## Excerpt to read

[START]

Single by Bro'Sis

from the album Never Forget (Where You Come From)
- Released: 21 October 2002
- Length: 3:05
- Label: Cheyenne; Polydor; Zeitgeist;
- Songwriter(s): Douglas Carr; Christian Waltz;
- Producer(s): Axel Breitung

Bro'Sis singles chronology
| "Heaven Must Be Missing an Angel" (2002) | "Hot Temptation" (2002) | "The Gift" (2002) |

= Hot Temptation =

"Hot Temptation" is a song by German pop group Bro'Sis. It was written by Douglas Carr and Christian Waltz and produced by Axel Breitung for the Special Winter Edition reissue of the band's debut studio album Never Forget (Where You Come From) (2002). Released by Cheyenne Records on 21 October 2002 as the re-release's first single, the previously unreleased song reached number 11 on the Austrian Singles Chart and became another top five hit for the band in Germany.

== Music video ==
A music video for "Hot Temptation" was directed by Katja Kuhl.

[END]

## Parts of the exercise
(a) Answer these questions using the "Hot Temptation" article:
(i) Who directed the song's music video?
(ii) What length is listed for the single?
(iii) What position did the song reach on the Austrian Singles Chart?
(b) Please print the "Hot Temptation" article from "from the album" up to and including "band in Germany.".
(c) Carry on the article about the song "Hot Temptation," starting after its last sentence.
The records have no connection to the article about "Hot Temptation."

## Data
[START]

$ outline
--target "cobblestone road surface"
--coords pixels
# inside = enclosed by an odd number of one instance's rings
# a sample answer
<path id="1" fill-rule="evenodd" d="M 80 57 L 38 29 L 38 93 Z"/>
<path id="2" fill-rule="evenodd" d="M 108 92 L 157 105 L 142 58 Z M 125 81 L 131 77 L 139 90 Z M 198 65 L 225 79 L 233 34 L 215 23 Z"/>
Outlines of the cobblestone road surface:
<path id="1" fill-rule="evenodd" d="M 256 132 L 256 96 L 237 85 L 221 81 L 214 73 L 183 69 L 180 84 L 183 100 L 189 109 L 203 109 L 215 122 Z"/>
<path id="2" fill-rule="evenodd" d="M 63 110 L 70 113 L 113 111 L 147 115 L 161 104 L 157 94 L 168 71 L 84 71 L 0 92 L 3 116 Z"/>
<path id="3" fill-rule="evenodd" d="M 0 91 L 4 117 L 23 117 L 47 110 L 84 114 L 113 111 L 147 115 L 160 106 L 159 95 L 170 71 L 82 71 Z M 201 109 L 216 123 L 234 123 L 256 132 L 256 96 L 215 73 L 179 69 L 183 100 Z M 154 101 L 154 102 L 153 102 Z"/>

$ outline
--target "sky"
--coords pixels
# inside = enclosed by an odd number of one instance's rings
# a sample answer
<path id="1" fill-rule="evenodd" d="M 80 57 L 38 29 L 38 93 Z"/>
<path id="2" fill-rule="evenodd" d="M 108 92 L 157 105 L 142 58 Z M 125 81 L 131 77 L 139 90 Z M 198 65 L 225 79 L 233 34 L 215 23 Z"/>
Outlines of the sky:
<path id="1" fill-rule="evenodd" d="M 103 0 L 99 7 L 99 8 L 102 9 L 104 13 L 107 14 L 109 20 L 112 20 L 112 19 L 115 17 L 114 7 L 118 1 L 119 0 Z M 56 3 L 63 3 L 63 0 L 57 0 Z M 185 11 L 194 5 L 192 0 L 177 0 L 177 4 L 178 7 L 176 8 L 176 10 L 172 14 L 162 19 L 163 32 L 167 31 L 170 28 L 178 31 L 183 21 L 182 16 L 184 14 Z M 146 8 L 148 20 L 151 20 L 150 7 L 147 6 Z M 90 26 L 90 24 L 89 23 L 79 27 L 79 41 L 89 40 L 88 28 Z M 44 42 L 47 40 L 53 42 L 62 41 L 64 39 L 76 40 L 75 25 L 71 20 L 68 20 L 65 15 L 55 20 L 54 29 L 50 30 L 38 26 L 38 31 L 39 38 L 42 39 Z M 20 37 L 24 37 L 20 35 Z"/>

[END]

## Answers for the exercise
(a)
(i) Katja Kuhl
(ii) 3:05
(iii) Number 11

(b)
from the album Never Forget (Where You Come From)
- Released: 21 October 2002
- Length: 3:05
- Label: Cheyenne; Polydor; Zeitgeist;
- Songwriter(s): Douglas Carr; Christian Waltz;
- Producer(s): Axel Breitung

Bro'Sis singles chronology
| "Heaven Must Be Missing an Angel" (2002) | "Hot Temptation" (2002) | "The Gift" (2002) |

= Hot Temptation =

"Hot Temptation" is a song by German pop group Bro'Sis. It was written by Douglas Carr and Christian Waltz and produced by Axel Breitung for the Special Winter Edition reissue of the band's debut studio album Never Forget (Where You Come From) (2002). Released by Cheyenne Records on 21 October 2002 as the re-release's first single, the previously unreleased song reached number 11 on the Austrian Singles Chart and became another top five hit for the band in Germany.

(c)
==Track listing==

Maxi single
| No. | Title | Writer(s) | Producer(s) | Length |
|---|---|---|---|---|
| 1. | "Hot Temptation" (single version) | Douglas Carr; Christian Waltz; | Axel Breitung | 3:05 |
| 2. | "Hot Temptation" (radio edit) | Carr; Waltz; | Breitung | 3:05 |
| 3. | "Hot Temptation" (rap radio edit) | Carr; Waltz; | Breitung | 3:12 |
| 4. | "Hot Temptation" (video edit) | Carr; Waltz; | Breitung | 3:20 |
| 5. | "In the Cradle" | Harry Chapin; Sandra Chapin; | Marc Mozart; John Eaton; | 3:00 |

==Credits and personnel==

- Ross Antony – vocals
- Axel Breitung – production
- Hila Bronstein – vocals
- Shaham Joyce – vocals

- Faiz Mangat – vocals
- Indira Weis – vocals
- Giovanni Zarrella – vocals

==Charts==

===Weekly charts===

Weekly chart performance for "Hot Temptation"
| Chart (2002) | Peak position |
|---|---|
| Austria (Ö3 Austria Top 40) | 11 |
| Germany (GfK) | 4 |
| Switzerland (Schweizer Hitparade) | 46 |

===Year-end charts===

Year-endchart performance for "Hot Temptation"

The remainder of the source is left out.